___ LISTED ENTRIES ___
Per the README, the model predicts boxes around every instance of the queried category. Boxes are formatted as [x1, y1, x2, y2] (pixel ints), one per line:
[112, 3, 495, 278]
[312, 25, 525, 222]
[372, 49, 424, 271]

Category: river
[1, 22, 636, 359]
___
*WHAT NEEDS TO BE DONE*.
The records above must be reproduced word for word.

*EXPECTED ANSWER*.
Per the README, the model predicts boxes around every instance of the queried category. Boxes are formatted as [x1, y1, x2, y2] (pixel ints), one per line:
[112, 3, 495, 278]
[312, 25, 525, 222]
[372, 49, 424, 271]

Category: river
[1, 22, 636, 359]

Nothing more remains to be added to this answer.